Please rewrite the records from the start through the line with "x=194, y=49", changing "man's" to "person's" and leaving everything else as it is. Leave the pictures out of your answer.

(Dataset rows on where objects appear)
======

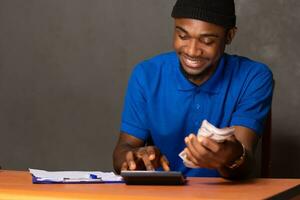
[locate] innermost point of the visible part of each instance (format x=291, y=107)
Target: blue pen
x=93, y=176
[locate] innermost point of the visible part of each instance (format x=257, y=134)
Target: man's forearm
x=241, y=172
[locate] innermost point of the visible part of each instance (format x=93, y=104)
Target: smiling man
x=169, y=96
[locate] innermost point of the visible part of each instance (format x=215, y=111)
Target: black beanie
x=220, y=12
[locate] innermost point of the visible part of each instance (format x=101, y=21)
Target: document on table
x=43, y=176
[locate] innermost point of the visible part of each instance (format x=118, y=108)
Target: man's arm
x=131, y=154
x=205, y=152
x=249, y=140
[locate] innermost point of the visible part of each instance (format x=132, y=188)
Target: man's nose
x=194, y=49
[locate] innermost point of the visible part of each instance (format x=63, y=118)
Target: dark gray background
x=64, y=66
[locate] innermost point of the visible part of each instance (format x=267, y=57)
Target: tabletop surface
x=18, y=185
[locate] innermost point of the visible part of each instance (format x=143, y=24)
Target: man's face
x=199, y=46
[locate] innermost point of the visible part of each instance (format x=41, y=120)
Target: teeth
x=192, y=63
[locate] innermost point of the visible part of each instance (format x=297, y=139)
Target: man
x=170, y=95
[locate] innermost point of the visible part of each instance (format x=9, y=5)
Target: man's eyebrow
x=200, y=35
x=182, y=29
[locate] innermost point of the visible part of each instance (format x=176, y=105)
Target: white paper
x=75, y=176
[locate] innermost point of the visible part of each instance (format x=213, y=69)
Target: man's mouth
x=193, y=62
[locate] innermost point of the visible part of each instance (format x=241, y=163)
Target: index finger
x=130, y=160
x=147, y=162
x=164, y=163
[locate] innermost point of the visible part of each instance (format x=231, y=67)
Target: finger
x=124, y=166
x=190, y=157
x=130, y=160
x=211, y=145
x=164, y=163
x=147, y=162
x=151, y=152
x=194, y=146
x=198, y=153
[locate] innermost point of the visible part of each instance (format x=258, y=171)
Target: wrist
x=239, y=161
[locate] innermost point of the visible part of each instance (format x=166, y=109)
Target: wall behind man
x=64, y=66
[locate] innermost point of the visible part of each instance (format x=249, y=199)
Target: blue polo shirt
x=163, y=105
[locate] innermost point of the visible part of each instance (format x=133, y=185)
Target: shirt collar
x=212, y=85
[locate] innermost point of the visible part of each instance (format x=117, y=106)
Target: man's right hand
x=148, y=157
x=131, y=154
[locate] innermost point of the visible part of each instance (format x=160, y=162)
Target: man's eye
x=208, y=41
x=183, y=37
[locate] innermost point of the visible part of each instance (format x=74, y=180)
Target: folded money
x=210, y=131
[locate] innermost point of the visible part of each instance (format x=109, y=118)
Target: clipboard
x=153, y=177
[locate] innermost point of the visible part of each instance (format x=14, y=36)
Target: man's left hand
x=206, y=153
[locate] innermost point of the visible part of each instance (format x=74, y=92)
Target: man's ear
x=230, y=35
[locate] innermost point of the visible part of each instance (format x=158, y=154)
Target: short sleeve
x=255, y=101
x=134, y=111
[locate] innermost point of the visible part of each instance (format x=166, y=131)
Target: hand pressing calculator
x=153, y=177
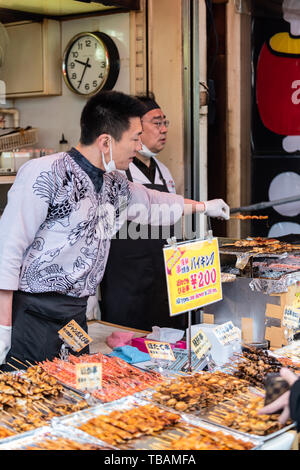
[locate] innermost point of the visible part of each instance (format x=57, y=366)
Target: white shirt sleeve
x=148, y=206
x=19, y=223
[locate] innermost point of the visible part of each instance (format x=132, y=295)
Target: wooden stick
x=17, y=360
x=29, y=363
x=12, y=366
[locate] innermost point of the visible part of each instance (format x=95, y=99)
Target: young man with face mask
x=135, y=268
x=55, y=232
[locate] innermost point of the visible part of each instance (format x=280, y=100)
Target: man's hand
x=217, y=208
x=282, y=403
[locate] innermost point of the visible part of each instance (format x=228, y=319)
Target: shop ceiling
x=60, y=9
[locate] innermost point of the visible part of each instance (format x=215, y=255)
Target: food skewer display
x=31, y=399
x=242, y=415
x=253, y=365
x=195, y=393
x=148, y=426
x=202, y=439
x=119, y=379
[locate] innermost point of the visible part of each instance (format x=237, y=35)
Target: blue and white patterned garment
x=56, y=228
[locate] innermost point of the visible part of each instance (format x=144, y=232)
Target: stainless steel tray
x=202, y=416
x=158, y=442
x=32, y=438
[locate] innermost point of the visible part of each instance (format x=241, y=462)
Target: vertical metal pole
x=190, y=339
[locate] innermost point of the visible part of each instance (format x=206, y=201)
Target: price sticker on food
x=89, y=376
x=74, y=336
x=193, y=275
x=291, y=318
x=160, y=350
x=200, y=344
x=227, y=333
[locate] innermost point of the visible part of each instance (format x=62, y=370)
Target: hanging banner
x=193, y=275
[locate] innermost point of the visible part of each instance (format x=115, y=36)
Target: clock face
x=87, y=65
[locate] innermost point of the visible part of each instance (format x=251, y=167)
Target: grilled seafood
x=121, y=426
x=244, y=417
x=201, y=439
x=199, y=391
x=119, y=379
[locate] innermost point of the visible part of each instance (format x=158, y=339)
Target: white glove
x=5, y=342
x=217, y=208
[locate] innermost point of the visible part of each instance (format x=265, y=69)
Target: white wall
x=61, y=114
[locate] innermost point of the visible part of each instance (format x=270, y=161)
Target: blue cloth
x=130, y=354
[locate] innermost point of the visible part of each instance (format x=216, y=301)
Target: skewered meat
x=243, y=416
x=119, y=379
x=199, y=391
x=120, y=427
x=200, y=439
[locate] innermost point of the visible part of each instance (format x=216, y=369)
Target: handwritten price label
x=200, y=344
x=74, y=336
x=89, y=376
x=226, y=333
x=291, y=318
x=160, y=350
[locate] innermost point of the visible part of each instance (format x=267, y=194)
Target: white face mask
x=110, y=166
x=145, y=152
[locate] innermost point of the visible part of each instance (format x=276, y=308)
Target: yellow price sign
x=160, y=350
x=88, y=376
x=193, y=275
x=74, y=336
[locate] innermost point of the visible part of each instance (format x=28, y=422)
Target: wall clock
x=91, y=63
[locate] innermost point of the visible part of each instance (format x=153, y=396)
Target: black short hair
x=148, y=100
x=108, y=112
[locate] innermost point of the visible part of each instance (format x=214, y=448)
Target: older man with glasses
x=135, y=267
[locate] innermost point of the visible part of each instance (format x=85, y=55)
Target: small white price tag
x=226, y=333
x=200, y=344
x=73, y=335
x=160, y=350
x=89, y=376
x=291, y=318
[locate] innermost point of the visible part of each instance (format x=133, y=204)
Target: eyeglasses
x=159, y=124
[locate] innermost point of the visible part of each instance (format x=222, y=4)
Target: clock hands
x=86, y=65
x=82, y=63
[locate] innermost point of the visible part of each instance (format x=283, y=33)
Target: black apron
x=36, y=320
x=133, y=288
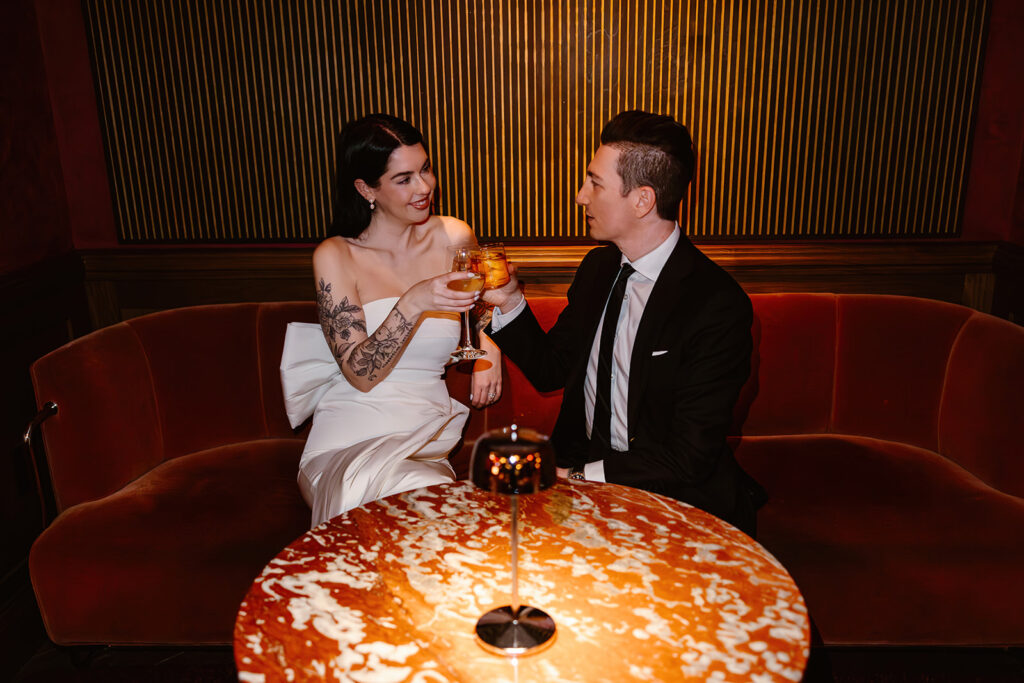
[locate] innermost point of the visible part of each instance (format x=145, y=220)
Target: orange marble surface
x=641, y=587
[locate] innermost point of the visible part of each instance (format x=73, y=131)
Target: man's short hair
x=653, y=151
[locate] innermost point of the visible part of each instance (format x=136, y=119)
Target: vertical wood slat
x=810, y=120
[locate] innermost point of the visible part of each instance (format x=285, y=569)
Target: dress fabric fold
x=367, y=445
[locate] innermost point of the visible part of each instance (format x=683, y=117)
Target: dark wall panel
x=810, y=119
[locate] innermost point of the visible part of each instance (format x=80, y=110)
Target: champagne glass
x=494, y=265
x=466, y=259
x=514, y=461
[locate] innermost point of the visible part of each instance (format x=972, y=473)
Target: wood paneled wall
x=125, y=283
x=811, y=120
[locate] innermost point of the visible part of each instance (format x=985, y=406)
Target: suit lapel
x=660, y=306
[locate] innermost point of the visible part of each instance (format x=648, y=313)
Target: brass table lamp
x=514, y=461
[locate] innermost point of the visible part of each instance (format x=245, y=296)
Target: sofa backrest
x=921, y=372
x=159, y=386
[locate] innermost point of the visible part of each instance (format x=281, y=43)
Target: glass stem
x=515, y=556
x=467, y=339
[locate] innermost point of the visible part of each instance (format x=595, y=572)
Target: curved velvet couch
x=884, y=428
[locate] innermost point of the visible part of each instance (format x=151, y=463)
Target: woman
x=384, y=422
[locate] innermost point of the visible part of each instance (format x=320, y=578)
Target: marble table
x=641, y=588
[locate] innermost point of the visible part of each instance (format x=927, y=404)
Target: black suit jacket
x=690, y=358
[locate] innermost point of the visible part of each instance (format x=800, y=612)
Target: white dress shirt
x=638, y=290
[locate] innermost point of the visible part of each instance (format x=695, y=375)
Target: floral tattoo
x=380, y=349
x=337, y=321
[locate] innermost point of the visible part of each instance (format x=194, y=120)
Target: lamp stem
x=515, y=556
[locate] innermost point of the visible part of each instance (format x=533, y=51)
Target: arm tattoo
x=337, y=321
x=382, y=348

======

__IN RESPONSE__
[locate] innermost point of the visible part of each instance (format x=291, y=107)
Target: blue pen
x=93, y=176
[locate] innermost point of the visible part of each instance (format x=257, y=134)
Target: person's forearm
x=241, y=172
[locate] innermost point of the visible part of each instance (format x=93, y=104)
Target: smiling man
x=169, y=96
[locate] innermost point of the visible part of each instance (format x=215, y=111)
Target: black beanie
x=220, y=12
[locate] innermost point of the visible part of each instance (format x=101, y=21)
Target: document on table
x=43, y=176
[locate] innermost point of the visible part of each instance (format x=118, y=108)
Target: person's arm
x=131, y=154
x=205, y=152
x=249, y=140
[locate] innermost point of the visible part of each instance (format x=132, y=188)
Target: person's nose
x=194, y=49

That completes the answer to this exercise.